| Task prompt |
The answer must be the complete listing, reproduced exactly.

---- Material provided

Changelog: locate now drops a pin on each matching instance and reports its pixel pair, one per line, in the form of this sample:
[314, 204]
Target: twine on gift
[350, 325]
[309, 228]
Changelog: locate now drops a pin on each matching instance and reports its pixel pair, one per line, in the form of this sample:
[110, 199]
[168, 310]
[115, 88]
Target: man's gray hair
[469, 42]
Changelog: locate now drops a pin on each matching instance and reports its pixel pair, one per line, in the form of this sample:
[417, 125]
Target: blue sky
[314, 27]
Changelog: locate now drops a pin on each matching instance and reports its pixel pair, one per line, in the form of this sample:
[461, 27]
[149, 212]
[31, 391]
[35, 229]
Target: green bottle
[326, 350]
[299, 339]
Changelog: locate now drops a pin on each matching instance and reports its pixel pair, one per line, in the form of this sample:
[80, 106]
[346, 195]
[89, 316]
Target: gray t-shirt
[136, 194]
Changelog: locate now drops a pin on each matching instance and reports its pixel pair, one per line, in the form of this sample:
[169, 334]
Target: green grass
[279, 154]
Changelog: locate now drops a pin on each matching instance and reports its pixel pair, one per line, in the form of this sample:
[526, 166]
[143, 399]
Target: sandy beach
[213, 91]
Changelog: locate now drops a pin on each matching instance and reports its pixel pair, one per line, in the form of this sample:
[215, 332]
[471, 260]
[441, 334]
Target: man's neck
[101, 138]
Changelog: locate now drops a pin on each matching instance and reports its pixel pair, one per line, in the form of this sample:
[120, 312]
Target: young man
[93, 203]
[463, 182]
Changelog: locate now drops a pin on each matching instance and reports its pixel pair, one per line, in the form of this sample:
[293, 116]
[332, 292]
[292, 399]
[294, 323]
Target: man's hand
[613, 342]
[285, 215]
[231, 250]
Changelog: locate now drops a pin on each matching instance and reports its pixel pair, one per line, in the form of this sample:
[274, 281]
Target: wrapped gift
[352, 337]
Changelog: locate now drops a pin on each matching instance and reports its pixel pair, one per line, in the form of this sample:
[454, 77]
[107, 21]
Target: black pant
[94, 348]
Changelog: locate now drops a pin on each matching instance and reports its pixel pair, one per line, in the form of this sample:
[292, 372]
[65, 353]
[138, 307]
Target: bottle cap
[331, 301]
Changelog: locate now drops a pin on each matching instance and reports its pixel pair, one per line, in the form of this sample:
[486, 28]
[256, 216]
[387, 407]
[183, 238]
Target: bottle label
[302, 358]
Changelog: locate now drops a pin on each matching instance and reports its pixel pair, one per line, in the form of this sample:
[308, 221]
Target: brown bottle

--------

| Your response |
Changelog: locate now drops a pin on each matching instance and reports its pixel pair, one per line, in the form of this sample:
[314, 204]
Target: twine on gift
[350, 325]
[309, 228]
Changelog: locate now drops a pin on each matching instance and reports its pixel pair, one per line, in the form of this sample:
[110, 199]
[168, 310]
[115, 88]
Target: man's gray hair
[469, 42]
Changelog: locate now drops a pin on each matching instance and reports its pixel pair, one per line, in the form of this sample:
[417, 125]
Target: blue sky
[314, 27]
Changelog: locate now drops a pin on each matching instance and reports its pixel pair, one per line, in the form of this sample:
[461, 27]
[149, 212]
[31, 391]
[35, 229]
Target: green bottle
[326, 350]
[299, 339]
Changelog: locate now drops a pin on each matching instance and reports its pixel pair, one per line, in the form of this sample:
[80, 106]
[346, 195]
[89, 316]
Target: gray t-shirt
[136, 194]
Changelog: locate now drops a pin on each matching instance and reports its pixel pair, one per line, in the form of this sample:
[169, 334]
Target: green grass
[279, 154]
Changelog: locate now drops a pin on each matching instance and reports its pixel pair, one per line, in the form of this sample:
[526, 166]
[143, 399]
Target: sandy beach
[213, 91]
Changelog: locate now drops a pin on each matching instance and reports its pixel pair, one per line, in the form of this sample:
[215, 332]
[471, 260]
[441, 334]
Target: man's neck
[101, 138]
Changelog: locate now drops a pin on each matching instance and reports its pixel pair, one per line, in the form of this sample:
[120, 312]
Target: young man
[93, 203]
[463, 182]
Changelog: locate now drops a pin on each matching instance and reports its pixel pair, one per line, in the form of this sample:
[293, 116]
[332, 292]
[292, 399]
[294, 323]
Target: man's hand
[613, 342]
[285, 215]
[231, 250]
Changelog: locate now drops a pin on each matching instance and reports its pixel pair, one per line, in the form of this sample:
[274, 281]
Target: wrapped gift
[352, 337]
Changelog: locate now drops a pin on each matching instance and reports its pixel pair, one per line, in the form of this sample:
[454, 77]
[107, 21]
Target: black pant
[94, 348]
Changelog: locate now drops a pin on each matching instance and reports its pixel pair, one per line, in the form of this sample:
[292, 372]
[65, 353]
[138, 307]
Target: bottle cap
[331, 301]
Changelog: locate now drops a pin on each matching instance and reports its pixel pair, one per line, in the form of this sample:
[486, 28]
[256, 216]
[387, 407]
[183, 238]
Target: bottle label
[302, 358]
Changelog: locate now drops a pin on each matching instance and reports its pixel pair, one per line, in the form of this sample:
[308, 221]
Target: brown bottle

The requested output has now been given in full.